Excerpts from a point labeling dataset:
<<<<
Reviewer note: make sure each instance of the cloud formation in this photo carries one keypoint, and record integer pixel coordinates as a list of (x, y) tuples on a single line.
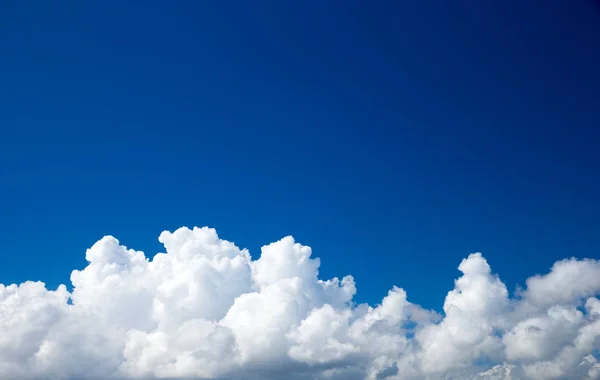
[(206, 310)]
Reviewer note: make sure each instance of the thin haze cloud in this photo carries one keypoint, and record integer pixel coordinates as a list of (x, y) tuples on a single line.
[(208, 310)]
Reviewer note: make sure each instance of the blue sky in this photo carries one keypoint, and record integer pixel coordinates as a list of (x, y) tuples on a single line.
[(394, 138)]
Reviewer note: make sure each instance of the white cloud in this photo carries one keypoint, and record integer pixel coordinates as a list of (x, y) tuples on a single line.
[(206, 310)]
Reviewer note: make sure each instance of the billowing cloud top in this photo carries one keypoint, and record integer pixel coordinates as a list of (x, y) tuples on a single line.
[(206, 310)]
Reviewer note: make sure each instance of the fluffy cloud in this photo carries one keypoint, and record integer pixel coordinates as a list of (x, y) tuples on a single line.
[(206, 310)]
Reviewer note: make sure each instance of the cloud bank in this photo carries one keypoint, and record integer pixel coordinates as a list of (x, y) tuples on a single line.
[(206, 310)]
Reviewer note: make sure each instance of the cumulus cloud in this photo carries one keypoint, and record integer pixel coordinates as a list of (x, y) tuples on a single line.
[(205, 309)]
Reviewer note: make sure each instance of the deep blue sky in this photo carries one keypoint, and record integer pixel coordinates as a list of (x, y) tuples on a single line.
[(394, 138)]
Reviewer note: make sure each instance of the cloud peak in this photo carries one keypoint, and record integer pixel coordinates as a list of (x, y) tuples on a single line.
[(206, 309)]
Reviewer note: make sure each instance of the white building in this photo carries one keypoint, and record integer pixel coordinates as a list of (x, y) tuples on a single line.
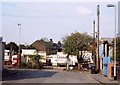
[(26, 53)]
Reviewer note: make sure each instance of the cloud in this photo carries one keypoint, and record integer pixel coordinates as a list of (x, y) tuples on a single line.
[(82, 11)]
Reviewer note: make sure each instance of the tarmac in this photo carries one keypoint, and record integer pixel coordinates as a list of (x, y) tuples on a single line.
[(98, 77)]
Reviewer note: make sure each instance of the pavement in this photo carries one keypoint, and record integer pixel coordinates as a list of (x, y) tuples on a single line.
[(55, 76)]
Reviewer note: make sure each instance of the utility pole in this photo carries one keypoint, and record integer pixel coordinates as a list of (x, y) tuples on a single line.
[(94, 30), (98, 58), (19, 54), (94, 44)]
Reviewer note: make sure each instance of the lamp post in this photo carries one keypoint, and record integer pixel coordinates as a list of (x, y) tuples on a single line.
[(19, 59), (111, 5)]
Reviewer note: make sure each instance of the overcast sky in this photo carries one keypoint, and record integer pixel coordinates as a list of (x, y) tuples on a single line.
>>>>
**Given task:**
Reproduce every item above word for word, omitting the pictures.

**Response:**
Reviewer note: make sure each instance of the cloud formation in this photo carries one keypoint, and record integer pixel coordinates as a list of (x, y) tuples on a single line.
[(206, 310)]
Reviewer note: make sure each instance of the thin haze cloud in this photo carries one keypoint, and record integer pixel coordinates as a list of (x, y) tuples on a single line.
[(208, 310)]
Reviewer note: make sure each instance of the blue sky in this photo carries one keypoint, and record integer pixel coordinates as a list of (x, y) tuples on a single line.
[(394, 138)]
Reviewer note: make sure each instance of the white cloud in this photo carries one keypoint, and record integer pixel coordinates as a list of (x, y) tuples on a single line.
[(206, 310)]
Reviewer note: make sure each instance of the billowing cloud top in this photo carries one keypoint, and record integer pixel coordinates as a list of (x, y) tuples on a single line.
[(206, 310)]
Reviewer note: make sure each instance of the fluffy cloud in this photo carries one keypoint, and record integer pixel coordinates as a list of (x, y) tuples on a single line.
[(206, 310)]
Reviewer note: make sure each instance of the cloud bank in this photo carries one keypoint, and record integer pixel coordinates as a list of (x, y) tuples on a single line.
[(206, 310)]
Reviewer note: make sure each instance of the cumulus cloud in this photo carries one keypoint, and record integer pixel coordinates as a list of (x, y) tuples on a single line.
[(205, 309)]
Reviewer note: make sure each instance of the deep blue sky in this photo carries one keypoint, and record integer pixel coordinates as a list of (x, y) tuples on a single line.
[(394, 138)]
Reviewer note: make sure each instance of the cloud peak in this photo carries one keypoint, and record integer pixel coordinates as a list of (x, y) tuples on a single line.
[(206, 309)]
Reviewer note: make sure each instance of the white building in this photo carries one keypoint, and record integer pixel coordinates as a list of (x, y) tuples on a single line.
[(26, 53)]
Reviewer note: make sure each instance of the cloud in this photo carries one keypoint, and record integer pixel coordinates as a list of (x, y) tuples on a single line.
[(82, 11)]
Reviewer note: make sure each instance of the tarmac in this photo carries one keypoint, and record integer pixel coordinates as a list of (x, y) tuples on a single line.
[(98, 77)]
Reviewer note: make sure each instance of the pavement in this photo carries one keypoint, and record integer pixel coordinates as a list of (x, y) tuples on a single line.
[(55, 76)]
Reviewer note: make sure each instance of the utility pole in this photo carries one keypoint, and record integer pixel coordinates as a list of (x, y) tuples on a single line.
[(94, 30), (98, 58), (19, 54), (94, 44)]
Reviewer note: make sure each instance of the lamp post in this photo carries one keypoint, and record integer pixel coordinates as a list of (x, y) tuples on a single line.
[(19, 59), (111, 5)]
Reviewer note: make sure each instance of the overcast sky in this photo carries one keypoint, and record integer pixel coordinates as a list of (x, y) tuples on a single line.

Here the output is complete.